> WHAT TO WORK ON
Please give the data below again in full, exactly as it stands.

--- START EXERCISE MATERIAL ---

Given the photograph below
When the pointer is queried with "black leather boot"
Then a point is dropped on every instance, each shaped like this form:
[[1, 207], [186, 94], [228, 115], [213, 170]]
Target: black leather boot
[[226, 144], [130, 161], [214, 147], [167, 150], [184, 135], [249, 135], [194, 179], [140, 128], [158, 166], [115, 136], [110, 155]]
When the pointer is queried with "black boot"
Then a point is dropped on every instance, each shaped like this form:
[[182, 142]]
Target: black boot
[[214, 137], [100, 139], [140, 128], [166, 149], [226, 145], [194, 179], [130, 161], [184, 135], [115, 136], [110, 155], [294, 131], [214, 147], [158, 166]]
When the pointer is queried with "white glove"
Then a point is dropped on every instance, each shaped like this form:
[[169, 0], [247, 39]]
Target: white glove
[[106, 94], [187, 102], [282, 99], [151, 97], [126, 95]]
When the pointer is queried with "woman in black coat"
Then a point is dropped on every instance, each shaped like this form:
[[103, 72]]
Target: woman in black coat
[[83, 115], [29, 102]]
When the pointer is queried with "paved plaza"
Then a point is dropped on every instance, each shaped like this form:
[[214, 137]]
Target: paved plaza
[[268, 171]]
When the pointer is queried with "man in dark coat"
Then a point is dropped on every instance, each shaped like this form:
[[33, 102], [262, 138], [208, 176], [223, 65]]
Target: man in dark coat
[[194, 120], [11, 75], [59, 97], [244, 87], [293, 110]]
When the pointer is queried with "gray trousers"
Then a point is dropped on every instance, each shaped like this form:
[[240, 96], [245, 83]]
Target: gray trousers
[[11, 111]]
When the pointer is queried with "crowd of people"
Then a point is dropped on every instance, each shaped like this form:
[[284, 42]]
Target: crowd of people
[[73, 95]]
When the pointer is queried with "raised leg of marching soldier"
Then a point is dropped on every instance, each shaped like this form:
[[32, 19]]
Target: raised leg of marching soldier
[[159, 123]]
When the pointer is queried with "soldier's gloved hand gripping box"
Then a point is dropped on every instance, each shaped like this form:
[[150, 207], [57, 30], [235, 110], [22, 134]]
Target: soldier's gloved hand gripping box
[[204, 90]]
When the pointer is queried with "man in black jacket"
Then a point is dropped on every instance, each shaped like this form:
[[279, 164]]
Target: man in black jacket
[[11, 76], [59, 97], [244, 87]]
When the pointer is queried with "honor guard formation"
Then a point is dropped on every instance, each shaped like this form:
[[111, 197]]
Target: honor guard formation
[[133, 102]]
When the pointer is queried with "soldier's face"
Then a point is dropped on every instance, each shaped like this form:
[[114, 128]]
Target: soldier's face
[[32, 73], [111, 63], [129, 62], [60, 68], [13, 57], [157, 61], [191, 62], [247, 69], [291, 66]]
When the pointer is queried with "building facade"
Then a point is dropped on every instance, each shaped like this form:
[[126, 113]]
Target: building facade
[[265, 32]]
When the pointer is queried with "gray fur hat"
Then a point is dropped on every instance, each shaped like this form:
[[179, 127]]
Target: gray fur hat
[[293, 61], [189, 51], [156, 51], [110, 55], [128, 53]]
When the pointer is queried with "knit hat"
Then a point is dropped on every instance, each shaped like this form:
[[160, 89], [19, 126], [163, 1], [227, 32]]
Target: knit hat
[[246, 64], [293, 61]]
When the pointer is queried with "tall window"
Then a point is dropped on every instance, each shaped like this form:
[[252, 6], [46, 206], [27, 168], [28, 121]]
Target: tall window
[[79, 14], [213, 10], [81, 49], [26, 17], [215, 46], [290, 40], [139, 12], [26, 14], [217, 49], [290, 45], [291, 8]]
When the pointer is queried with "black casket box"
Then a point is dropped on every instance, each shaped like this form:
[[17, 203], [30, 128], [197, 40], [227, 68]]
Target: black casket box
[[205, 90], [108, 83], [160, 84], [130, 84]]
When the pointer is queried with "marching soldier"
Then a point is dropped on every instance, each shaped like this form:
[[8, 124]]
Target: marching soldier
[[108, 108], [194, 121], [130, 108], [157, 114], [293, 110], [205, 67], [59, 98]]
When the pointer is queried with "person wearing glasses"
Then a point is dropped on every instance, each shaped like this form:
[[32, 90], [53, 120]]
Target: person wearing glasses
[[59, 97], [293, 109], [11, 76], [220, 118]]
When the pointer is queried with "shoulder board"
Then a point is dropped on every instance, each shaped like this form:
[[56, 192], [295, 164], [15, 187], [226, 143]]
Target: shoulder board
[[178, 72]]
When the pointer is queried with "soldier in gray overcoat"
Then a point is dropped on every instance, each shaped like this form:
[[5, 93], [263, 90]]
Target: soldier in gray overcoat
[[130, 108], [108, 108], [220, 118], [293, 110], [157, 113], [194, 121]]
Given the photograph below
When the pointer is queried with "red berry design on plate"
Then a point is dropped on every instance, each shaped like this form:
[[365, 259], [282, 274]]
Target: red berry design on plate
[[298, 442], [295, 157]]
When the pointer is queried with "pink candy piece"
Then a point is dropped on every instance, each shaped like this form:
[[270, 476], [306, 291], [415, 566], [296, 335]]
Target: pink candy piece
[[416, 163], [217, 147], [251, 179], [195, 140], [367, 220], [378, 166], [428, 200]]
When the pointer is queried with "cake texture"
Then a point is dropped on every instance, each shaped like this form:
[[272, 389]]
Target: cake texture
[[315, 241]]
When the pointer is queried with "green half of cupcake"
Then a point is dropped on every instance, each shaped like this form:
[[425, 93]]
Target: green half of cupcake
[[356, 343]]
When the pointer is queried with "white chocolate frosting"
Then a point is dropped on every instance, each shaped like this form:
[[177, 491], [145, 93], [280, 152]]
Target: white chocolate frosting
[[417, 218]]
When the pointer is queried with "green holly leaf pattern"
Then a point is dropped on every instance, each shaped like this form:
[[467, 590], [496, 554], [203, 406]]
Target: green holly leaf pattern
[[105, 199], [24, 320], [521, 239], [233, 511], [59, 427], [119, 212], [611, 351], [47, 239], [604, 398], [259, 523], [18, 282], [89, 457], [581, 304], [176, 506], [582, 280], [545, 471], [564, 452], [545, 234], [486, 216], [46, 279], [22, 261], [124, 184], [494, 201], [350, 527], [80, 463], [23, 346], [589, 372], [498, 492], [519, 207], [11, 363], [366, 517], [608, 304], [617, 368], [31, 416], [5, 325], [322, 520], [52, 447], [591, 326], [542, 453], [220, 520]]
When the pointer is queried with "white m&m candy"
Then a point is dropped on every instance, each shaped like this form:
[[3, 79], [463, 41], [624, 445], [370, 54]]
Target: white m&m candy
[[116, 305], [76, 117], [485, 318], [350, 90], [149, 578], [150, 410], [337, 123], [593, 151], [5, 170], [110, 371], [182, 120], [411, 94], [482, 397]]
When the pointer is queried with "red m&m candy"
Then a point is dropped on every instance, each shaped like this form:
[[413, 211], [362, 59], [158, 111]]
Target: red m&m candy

--- END EXERCISE MATERIAL ---

> WRITTEN SOLUTION
Given the photograph below
When the pointer is queried with "black leather boot"
Then a point is dropped on every instance, each shaped like this form:
[[1, 207], [186, 94], [228, 115], [213, 170]]
Target: black leather boot
[[226, 144], [130, 161], [214, 147], [167, 150], [184, 135], [249, 135], [194, 179], [140, 128], [158, 166], [115, 136], [110, 155]]
When the pointer is queried with "black boot"
Then a point is dropped on every instance, each shaped like this form:
[[182, 142]]
Target: black boot
[[214, 137], [100, 139], [140, 128], [166, 149], [226, 145], [194, 179], [130, 161], [184, 135], [115, 136], [110, 155], [294, 131], [214, 147], [158, 166]]
When the pointer is queried with "white glove"
Then a point is dropped on every instance, each shaped like this form:
[[169, 0], [247, 39]]
Target: white glove
[[106, 94], [187, 102], [282, 99], [151, 97], [126, 95]]
When the pointer is queried with "woman in black coat"
Then a point is dropped on every instance, each shaped like this form:
[[103, 72]]
Target: woman in black coat
[[83, 115], [29, 102]]
When the pointer is queried with "paved plaza"
Then a point is dropped on every instance, each shaped like this form:
[[214, 137]]
Target: paved plaza
[[268, 171]]
When the pointer is queried with "man in dark coat"
Then a point is dropped on every instance, each shaped like this form:
[[33, 102], [262, 138], [208, 176], [223, 65]]
Target: man in dark coat
[[194, 120], [11, 75], [59, 97], [244, 87], [293, 110]]
When the pointer is queried with "gray trousers"
Then a point is dropped on every instance, each shaped like this form:
[[240, 96], [245, 83]]
Target: gray trousers
[[11, 111]]
When the pointer is queried with "crowd of people"
Then a point is dropped on every instance, each shaped like this form:
[[284, 42]]
Target: crowd of people
[[73, 95]]
When the pointer is queried with "raised leg of marching soldier"
Then a point is dropped on every instance, each shaped like this form:
[[32, 19]]
Target: raised leg of marching soldier
[[159, 123]]
When the pointer is queried with "soldier's gloved hand gripping box"
Then a point is dropped on every instance, each shaped like this form:
[[150, 207], [57, 30], [235, 110], [22, 134]]
Target: soldier's gloved hand gripping box
[[204, 90]]
When the pointer is queried with "man in black jacket"
Then a point is dropped on every instance, each shaped like this form:
[[279, 164]]
Target: man in black jacket
[[11, 76], [59, 97], [244, 87]]
When the pointer is queried with "honor guard formation"
Then a point is dropped on every instance, each shaped like this form:
[[111, 197]]
Target: honor guard formation
[[133, 102]]
When the pointer is queried with "soldier's face"
Then a point is dropped on every instance, each shaped like this form:
[[114, 128]]
Target: soldier's face
[[32, 73], [111, 63], [129, 62], [60, 68], [13, 57], [157, 61], [191, 62], [247, 69], [291, 66]]
When the pointer is queried with "building facade"
Then a point is dropped on every instance, each shaped like this form:
[[126, 113]]
Target: building facade
[[265, 32]]
When the pointer is queried with "gray fur hat"
Then a point is dropped on every instance, each shaped like this form:
[[179, 127]]
Target: gray fur hat
[[293, 61], [189, 51], [156, 51], [110, 55], [128, 53]]
When the pointer is queried with "knit hat"
Then a point is dropped on every instance, each shaped like this form:
[[160, 89], [19, 126], [163, 1], [227, 32]]
Target: knit hat
[[246, 64], [293, 61]]
When the pointer is queried with "tall window"
Then a point is dropped on every instance, each shaped like this form:
[[252, 6], [46, 206], [27, 168], [28, 121]]
Target: tall window
[[79, 14], [213, 10], [81, 49], [26, 17], [215, 46], [290, 40], [139, 12], [26, 14], [217, 49], [290, 45], [291, 8]]
When the pointer is queried with "black casket box"
Then a point is dropped on every instance, each shaped like this form:
[[17, 203], [30, 128], [197, 40], [227, 68]]
Target: black casket box
[[205, 90], [108, 83], [160, 84], [130, 84]]
When the pointer is queried with "marching soldier"
Then a point is dropped on every instance, each shaped like this form:
[[8, 124]]
Target: marching soldier
[[108, 108], [194, 121], [130, 108], [157, 114], [293, 110], [205, 67], [59, 98]]
When the pointer is queried with "person wearing glasses"
Then a point is dropped on every instance, each shaped like this form:
[[32, 90], [53, 120]]
Target: person wearing glasses
[[59, 97], [293, 109], [11, 76], [220, 118]]
When the pointer is queried with "shoulder board"
Then a point is dropped on every instance, each shaped like this form:
[[56, 192], [295, 164], [15, 187], [226, 143]]
Target: shoulder board
[[178, 72]]
When the pointer is queried with "soldier in gray overcoat"
Then a point is dropped on every instance, each shaped like this form:
[[5, 93], [263, 90]]
Target: soldier in gray overcoat
[[130, 108], [108, 108], [220, 118], [293, 110], [157, 113], [194, 121]]
Given the photograph below
When the pointer is queried with "red berry design on plate"
Then a point is dropped on every instance, each shaped like this form:
[[365, 259], [282, 274]]
Target: red berry design on plate
[[298, 442], [295, 157]]
When the pointer is queried with "pink candy piece"
Then a point is dropped on every instance, each shaped like this form:
[[270, 476], [306, 291], [415, 566], [296, 335]]
Target: pink candy piece
[[416, 163], [217, 147], [251, 179], [195, 140], [367, 220], [378, 166], [428, 200]]
When the pointer is queried with "cake texture"
Then a point is dropped on every instance, each shaped like this form:
[[272, 389]]
Target: cake texture
[[315, 241]]
When the pointer is queried with "green half of cupcake"
Then a point is dropped on every instance, each shaped like this form:
[[425, 93]]
Target: green half of cupcake
[[356, 343]]
When the pointer is queried with "white chocolate frosting"
Then a point is dropped on every instance, each shaped like this form:
[[177, 491], [145, 93], [280, 152]]
Target: white chocolate frosting
[[417, 218]]
When the pointer is queried with "green holly leaf pattern"
Then a point is dropped on every instance, each shaped like this form:
[[467, 590], [496, 554], [203, 406]]
Target: green holly leaf pattern
[[105, 199], [24, 320], [521, 239], [233, 511], [59, 427], [119, 212], [611, 351], [47, 239], [604, 398], [259, 523], [18, 282], [89, 457], [581, 304], [176, 506], [582, 280], [545, 471], [564, 452], [545, 234], [486, 216], [46, 279], [22, 261], [124, 184], [494, 201], [350, 527], [80, 463], [23, 346], [589, 372], [498, 492], [519, 207], [11, 363], [366, 517], [608, 304], [617, 368], [31, 416], [5, 325], [322, 520], [52, 447], [591, 326], [542, 453], [220, 520]]
When the pointer is queried with "white m&m candy"
Then a point is dropped on every instance, each shaped like this form:
[[3, 79], [463, 41], [624, 445], [370, 54]]
Target: white m&m candy
[[116, 305], [76, 117], [485, 318], [350, 90], [149, 578], [150, 410], [337, 123], [593, 151], [5, 170], [110, 371], [182, 120], [411, 94], [482, 397]]
When the pointer is queried with "red m&m candy"
Then a point is dropped on every instance, each shaped like this form:
[[413, 211], [362, 59], [158, 111]]
Target: red m&m candy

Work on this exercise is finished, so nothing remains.